**What is needed**
Reproduce the listing below verbatim, from the line containing "in blue baseball" down through the final line of the listing, including both of those lines.

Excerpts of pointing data
- - -
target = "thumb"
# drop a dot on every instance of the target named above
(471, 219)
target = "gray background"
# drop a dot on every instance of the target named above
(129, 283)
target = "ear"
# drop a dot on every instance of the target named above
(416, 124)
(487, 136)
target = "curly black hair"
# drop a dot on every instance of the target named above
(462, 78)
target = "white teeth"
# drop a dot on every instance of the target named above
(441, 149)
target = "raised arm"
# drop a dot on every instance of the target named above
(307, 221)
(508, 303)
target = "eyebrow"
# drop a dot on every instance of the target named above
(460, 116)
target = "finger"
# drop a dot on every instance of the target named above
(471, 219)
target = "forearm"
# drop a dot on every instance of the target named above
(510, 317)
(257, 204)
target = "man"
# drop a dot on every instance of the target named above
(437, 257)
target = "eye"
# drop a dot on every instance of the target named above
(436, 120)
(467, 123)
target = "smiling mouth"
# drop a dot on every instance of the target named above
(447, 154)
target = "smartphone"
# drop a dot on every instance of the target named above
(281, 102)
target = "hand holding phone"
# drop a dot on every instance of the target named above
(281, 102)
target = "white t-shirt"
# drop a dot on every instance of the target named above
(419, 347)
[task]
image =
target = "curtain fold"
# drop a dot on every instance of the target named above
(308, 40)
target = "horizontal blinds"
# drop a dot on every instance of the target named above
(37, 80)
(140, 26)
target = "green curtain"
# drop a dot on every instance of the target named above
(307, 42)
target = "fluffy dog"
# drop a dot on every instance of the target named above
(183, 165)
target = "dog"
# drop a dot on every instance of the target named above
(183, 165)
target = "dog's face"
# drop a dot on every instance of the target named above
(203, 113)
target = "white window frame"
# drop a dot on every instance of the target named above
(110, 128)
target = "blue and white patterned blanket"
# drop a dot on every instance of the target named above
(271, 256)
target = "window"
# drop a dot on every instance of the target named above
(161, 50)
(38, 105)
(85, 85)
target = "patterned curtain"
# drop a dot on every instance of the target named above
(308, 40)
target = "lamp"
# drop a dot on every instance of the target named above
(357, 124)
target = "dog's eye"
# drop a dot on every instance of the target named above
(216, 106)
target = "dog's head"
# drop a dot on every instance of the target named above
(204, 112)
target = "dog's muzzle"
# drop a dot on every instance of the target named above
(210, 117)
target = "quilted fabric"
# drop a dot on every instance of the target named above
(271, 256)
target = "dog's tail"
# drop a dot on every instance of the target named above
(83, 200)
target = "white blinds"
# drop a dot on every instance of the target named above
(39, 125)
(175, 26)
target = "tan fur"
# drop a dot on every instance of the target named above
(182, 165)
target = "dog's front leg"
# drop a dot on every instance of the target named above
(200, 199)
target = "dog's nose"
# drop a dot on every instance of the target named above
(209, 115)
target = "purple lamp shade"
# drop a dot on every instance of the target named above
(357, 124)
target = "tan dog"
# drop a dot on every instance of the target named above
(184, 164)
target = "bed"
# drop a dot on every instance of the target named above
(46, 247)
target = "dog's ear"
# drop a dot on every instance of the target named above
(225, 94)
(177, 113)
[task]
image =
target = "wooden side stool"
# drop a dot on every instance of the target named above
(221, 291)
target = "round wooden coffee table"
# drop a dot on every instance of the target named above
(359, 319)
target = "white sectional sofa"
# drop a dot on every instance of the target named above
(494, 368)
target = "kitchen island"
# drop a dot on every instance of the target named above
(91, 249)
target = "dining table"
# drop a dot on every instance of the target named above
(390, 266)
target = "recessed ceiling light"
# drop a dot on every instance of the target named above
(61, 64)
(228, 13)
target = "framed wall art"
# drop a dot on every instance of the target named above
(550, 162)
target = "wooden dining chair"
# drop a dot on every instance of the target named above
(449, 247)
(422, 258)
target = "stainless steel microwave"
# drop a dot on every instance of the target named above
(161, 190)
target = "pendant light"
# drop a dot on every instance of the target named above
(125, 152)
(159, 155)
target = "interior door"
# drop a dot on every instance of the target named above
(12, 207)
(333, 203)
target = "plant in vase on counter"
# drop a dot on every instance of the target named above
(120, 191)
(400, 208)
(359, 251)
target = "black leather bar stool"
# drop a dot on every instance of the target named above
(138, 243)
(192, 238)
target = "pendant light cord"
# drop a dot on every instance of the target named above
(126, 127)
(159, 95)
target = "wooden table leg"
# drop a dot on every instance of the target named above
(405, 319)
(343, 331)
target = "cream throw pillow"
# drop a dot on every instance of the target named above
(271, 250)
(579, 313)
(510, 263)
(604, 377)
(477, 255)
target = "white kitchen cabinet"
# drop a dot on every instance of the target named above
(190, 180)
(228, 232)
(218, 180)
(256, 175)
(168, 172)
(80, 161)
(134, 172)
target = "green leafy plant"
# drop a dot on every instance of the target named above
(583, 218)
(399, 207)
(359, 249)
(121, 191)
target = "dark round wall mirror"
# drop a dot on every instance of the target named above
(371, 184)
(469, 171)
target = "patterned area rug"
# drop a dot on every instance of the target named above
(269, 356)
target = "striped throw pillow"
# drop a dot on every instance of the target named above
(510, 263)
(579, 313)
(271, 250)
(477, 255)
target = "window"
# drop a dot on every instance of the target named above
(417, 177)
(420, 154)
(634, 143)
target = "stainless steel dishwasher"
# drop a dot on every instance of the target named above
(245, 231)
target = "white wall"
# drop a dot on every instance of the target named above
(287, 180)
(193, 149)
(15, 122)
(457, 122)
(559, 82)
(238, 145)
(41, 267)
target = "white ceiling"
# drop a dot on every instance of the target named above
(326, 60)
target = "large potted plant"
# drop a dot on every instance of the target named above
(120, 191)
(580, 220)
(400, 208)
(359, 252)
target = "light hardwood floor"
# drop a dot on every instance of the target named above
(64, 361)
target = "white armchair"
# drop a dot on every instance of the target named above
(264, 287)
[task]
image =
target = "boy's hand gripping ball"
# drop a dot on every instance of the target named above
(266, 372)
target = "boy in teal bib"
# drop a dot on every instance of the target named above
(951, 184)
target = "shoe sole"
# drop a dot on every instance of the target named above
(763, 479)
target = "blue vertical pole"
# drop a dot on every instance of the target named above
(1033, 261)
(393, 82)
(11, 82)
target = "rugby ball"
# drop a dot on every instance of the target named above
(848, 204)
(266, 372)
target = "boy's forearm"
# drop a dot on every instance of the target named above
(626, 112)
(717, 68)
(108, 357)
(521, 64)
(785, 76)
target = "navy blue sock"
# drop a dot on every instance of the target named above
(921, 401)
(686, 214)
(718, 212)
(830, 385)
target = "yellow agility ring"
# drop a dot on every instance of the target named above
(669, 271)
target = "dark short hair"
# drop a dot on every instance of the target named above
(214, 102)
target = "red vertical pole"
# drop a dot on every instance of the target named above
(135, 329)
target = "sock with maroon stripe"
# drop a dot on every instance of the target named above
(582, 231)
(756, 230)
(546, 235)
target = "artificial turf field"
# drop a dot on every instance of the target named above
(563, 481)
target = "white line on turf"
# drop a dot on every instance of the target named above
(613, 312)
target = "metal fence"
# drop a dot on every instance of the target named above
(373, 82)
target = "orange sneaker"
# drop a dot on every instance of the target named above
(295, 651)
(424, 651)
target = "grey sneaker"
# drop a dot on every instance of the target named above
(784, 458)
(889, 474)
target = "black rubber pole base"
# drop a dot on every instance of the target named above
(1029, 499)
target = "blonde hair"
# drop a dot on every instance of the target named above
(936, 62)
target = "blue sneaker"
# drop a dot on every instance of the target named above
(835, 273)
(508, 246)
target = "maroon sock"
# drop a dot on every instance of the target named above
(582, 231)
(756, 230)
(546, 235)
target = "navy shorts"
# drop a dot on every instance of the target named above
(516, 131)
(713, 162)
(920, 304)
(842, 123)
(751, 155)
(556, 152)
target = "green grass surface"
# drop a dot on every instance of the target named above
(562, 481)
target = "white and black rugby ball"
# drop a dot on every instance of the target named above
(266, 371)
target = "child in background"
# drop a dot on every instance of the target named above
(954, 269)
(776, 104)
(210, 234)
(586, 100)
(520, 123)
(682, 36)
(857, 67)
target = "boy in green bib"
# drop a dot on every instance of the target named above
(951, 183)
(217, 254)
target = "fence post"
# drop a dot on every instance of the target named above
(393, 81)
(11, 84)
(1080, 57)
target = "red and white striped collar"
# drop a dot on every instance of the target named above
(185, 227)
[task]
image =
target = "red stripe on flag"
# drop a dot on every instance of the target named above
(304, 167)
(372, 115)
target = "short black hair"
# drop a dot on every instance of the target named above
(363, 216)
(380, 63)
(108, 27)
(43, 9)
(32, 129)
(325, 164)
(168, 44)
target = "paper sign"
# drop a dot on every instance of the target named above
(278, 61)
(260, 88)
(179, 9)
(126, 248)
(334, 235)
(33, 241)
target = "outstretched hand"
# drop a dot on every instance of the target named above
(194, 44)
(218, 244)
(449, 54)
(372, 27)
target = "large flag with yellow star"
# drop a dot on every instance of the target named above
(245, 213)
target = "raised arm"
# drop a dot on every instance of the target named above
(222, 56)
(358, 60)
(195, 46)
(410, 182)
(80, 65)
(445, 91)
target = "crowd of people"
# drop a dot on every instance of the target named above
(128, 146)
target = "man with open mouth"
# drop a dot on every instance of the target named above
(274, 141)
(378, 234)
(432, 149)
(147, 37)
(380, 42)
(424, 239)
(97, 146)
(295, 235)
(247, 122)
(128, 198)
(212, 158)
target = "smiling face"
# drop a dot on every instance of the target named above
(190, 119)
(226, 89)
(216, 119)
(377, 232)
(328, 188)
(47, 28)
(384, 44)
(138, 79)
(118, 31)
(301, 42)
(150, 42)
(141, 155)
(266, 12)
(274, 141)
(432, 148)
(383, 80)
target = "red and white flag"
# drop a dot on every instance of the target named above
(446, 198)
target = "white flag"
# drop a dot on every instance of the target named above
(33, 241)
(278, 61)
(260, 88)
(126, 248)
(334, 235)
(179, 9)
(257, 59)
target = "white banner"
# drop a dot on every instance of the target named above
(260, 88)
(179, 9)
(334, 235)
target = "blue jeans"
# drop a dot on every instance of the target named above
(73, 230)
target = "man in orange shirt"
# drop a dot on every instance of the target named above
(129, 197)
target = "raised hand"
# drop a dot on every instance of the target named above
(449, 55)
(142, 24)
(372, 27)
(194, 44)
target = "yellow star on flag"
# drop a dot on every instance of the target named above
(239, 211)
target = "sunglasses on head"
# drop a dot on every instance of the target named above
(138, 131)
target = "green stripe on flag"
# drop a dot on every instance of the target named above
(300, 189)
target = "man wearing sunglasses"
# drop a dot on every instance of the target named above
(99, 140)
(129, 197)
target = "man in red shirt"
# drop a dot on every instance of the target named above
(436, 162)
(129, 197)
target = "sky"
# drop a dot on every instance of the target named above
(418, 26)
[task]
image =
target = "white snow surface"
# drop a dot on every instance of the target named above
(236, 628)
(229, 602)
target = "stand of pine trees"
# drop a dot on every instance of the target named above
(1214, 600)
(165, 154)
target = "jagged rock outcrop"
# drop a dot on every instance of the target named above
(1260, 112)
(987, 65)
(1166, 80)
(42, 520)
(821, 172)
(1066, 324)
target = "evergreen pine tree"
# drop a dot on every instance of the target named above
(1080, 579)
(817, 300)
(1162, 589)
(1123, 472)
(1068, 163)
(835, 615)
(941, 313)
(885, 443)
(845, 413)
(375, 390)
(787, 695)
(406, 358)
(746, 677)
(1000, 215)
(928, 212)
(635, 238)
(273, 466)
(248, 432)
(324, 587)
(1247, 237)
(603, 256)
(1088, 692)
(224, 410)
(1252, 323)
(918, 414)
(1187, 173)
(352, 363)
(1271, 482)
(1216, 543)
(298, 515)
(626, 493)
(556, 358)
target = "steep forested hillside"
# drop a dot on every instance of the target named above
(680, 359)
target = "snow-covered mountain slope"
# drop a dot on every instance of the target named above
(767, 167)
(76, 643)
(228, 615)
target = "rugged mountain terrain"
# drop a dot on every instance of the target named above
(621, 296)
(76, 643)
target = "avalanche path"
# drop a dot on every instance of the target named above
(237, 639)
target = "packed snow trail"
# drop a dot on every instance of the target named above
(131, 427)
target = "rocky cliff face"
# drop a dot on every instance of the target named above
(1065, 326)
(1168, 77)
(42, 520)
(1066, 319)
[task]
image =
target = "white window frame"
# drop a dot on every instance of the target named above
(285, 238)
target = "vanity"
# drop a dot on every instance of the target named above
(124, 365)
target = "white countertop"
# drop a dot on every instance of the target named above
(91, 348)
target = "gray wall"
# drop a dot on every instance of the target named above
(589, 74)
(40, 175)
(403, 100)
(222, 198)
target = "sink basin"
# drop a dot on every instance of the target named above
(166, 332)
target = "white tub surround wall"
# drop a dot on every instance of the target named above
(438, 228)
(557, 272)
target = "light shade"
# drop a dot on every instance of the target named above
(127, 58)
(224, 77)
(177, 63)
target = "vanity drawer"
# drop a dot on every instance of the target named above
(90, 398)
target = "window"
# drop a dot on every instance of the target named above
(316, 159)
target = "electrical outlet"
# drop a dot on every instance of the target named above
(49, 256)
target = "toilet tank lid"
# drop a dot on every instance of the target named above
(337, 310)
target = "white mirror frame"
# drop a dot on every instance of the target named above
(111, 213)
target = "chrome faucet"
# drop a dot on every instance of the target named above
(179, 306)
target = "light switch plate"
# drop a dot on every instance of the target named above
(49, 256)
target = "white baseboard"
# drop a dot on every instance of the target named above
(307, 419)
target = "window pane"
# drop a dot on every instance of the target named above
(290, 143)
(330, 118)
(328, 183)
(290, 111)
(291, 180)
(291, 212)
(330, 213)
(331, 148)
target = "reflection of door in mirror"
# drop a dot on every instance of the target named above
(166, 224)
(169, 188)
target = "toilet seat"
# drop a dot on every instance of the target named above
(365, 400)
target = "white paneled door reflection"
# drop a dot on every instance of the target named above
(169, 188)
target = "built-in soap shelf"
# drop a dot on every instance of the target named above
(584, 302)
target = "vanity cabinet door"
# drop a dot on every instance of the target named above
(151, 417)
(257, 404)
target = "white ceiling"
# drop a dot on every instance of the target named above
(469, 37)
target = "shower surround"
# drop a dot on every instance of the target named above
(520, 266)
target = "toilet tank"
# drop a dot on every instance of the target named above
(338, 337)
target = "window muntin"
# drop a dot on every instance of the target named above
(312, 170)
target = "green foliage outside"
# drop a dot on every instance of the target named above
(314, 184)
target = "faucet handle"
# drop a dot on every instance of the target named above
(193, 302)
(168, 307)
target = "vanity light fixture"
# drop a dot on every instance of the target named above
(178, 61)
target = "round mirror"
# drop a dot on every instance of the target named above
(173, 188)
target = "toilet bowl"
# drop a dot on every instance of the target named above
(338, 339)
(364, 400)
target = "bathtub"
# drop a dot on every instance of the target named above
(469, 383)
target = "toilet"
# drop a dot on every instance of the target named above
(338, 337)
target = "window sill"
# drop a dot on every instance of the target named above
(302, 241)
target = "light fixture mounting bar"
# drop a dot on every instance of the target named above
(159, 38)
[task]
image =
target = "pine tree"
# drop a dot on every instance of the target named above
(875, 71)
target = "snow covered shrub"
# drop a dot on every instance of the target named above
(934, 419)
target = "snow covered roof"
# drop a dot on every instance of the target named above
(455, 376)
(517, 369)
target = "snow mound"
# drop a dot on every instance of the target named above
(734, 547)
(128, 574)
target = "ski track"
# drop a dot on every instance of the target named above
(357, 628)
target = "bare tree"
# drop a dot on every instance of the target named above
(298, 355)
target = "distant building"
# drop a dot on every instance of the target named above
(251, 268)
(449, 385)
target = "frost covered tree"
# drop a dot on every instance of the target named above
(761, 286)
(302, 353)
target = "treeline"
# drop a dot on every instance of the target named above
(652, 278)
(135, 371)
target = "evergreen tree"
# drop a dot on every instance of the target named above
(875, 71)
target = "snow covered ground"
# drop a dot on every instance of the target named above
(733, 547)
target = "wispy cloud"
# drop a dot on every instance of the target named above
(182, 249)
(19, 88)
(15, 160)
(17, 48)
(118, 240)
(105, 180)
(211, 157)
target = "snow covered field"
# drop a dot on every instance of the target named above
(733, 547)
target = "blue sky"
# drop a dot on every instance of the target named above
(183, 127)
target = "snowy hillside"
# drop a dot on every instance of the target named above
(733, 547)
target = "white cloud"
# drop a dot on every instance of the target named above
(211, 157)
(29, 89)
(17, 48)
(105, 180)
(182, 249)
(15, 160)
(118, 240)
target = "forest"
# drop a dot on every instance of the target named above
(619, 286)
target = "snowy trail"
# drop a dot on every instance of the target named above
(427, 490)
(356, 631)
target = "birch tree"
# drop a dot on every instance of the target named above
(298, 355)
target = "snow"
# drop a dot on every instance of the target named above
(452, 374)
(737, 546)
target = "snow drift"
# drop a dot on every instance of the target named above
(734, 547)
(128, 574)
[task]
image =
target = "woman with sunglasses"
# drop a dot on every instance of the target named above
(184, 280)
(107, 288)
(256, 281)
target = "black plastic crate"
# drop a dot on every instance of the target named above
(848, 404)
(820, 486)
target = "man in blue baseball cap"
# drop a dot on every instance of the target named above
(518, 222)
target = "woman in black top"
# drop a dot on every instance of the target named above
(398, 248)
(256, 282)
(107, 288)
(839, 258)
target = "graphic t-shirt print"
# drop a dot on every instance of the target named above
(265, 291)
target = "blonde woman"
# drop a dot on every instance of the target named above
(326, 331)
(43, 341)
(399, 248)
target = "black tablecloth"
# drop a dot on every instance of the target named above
- - -
**Reply**
target = "man in blue baseball cap"
# drop a dot on every instance of the target named above
(518, 222)
target = "woman in black top"
# drop a dot on every instance of the target named above
(398, 248)
(256, 282)
(107, 288)
(839, 258)
target = "graphic t-shirt print"
# drop a dot on every instance of the target named above
(265, 291)
target = "blonde woman"
# drop a dot on every instance of the target named above
(326, 331)
(43, 341)
(399, 248)
target = "black tablecloth"
# drop a dot on every instance of the target named above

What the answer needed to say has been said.